== Document section ==

In June 2000, PW5 was introduced to the applicant through a District
Councillor at a legal seminar arranged in the neighbourhood where he lived. PW5 told the applicant about his accident and
the applicant invited him to come and discuss the matter at his chambers. When the two met again, the applicant offered
to conduct his case for a share of 25% of any damages which might ultimately
received. PW5 agreed to this arrangement. In July 2000, the legal aid certificate was
discharged at PW5’s instigation.
In August 2000, a new firm of solicitors filed a notice to act on behalf
of PW5 in his employee’s compensation claim in the District Court. PW5 said he had neither heard of nor seen anyone
from this particular solicitors’ firm. The applicant also assisted PW5 in his
claim against his insurance company.

===

● **Instructions**
**A)** Could you reproduce the account of PW5's claim word for word, beginning at the words "In August 2000, a" and stopping after the words "his insurance company."?
**B)** Can you take the account of PW5's claim further from where it stops?

== Supplied data ==

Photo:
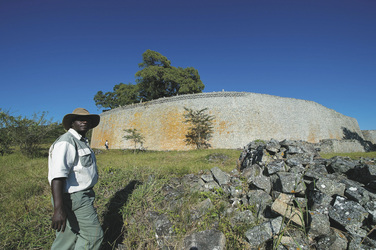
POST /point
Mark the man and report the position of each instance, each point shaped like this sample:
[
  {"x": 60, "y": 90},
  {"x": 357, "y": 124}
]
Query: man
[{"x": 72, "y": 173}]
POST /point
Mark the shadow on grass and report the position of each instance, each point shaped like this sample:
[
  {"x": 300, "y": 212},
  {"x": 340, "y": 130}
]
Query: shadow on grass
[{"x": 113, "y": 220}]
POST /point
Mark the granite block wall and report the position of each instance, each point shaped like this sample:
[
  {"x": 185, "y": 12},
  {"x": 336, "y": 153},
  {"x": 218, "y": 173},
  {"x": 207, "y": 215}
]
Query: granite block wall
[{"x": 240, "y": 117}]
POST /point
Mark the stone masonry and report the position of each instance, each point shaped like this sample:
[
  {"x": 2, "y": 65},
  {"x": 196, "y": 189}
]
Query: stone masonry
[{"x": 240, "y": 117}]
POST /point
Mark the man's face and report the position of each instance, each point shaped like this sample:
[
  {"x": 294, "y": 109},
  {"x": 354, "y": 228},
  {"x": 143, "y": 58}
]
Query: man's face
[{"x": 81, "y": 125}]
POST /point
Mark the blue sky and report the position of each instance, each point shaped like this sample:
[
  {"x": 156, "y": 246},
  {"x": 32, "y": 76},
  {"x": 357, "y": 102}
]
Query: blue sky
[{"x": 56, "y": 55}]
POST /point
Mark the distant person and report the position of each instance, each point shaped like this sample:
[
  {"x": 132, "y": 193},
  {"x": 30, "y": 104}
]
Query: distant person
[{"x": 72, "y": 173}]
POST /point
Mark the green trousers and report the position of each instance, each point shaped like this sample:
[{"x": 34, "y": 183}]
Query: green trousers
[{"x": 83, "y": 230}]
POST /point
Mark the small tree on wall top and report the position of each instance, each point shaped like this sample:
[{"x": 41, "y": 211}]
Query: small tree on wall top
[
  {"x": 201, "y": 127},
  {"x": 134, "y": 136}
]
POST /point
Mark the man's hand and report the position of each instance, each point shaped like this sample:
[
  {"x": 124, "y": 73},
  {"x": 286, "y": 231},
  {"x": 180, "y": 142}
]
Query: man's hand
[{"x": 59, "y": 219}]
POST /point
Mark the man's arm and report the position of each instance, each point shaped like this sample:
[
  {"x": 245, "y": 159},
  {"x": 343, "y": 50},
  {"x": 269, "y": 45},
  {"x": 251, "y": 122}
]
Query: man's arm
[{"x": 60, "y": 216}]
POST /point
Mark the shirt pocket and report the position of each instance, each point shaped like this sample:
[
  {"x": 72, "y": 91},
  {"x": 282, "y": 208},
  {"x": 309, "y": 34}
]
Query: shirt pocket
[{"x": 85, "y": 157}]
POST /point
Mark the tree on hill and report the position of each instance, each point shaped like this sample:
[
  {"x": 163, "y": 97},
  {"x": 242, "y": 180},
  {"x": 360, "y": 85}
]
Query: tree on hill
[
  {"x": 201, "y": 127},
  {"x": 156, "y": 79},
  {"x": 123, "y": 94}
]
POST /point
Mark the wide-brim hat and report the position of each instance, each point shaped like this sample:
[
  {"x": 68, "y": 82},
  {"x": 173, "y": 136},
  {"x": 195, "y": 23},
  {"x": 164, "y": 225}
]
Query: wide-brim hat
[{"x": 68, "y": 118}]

===
== Supplied data ==

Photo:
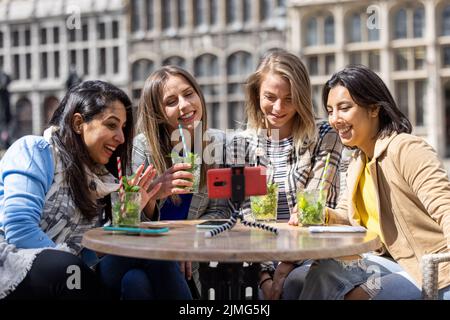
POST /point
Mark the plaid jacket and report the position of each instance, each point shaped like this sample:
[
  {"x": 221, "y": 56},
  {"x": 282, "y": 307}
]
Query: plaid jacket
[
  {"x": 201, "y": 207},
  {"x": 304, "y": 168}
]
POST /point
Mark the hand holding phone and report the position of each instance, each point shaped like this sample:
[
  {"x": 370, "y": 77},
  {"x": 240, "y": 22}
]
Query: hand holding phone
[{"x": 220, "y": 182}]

===

● **Expected outputs**
**A)**
In August 2000, a new firm of solicitors filed a notice to act on behalf
of PW5 in his employee’s compensation claim in the District Court. PW5 said he had neither heard of nor seen anyone
from this particular solicitors’ firm. The applicant also assisted PW5 in his
claim against his insurance company.

**B)**
In October 2001, the employee’s compensation claim was settled at
HK$279,718 plus costs. Since the employer
had already paid HK$120,000 in advance, PW5 received only the balance of
HK$160,000. He also agreed to accept
HK$130,000 from his insurance company. PW5 then paid 25% of both sums of money
to the applicant. He had never paid any
fees to the solicitors’ firm.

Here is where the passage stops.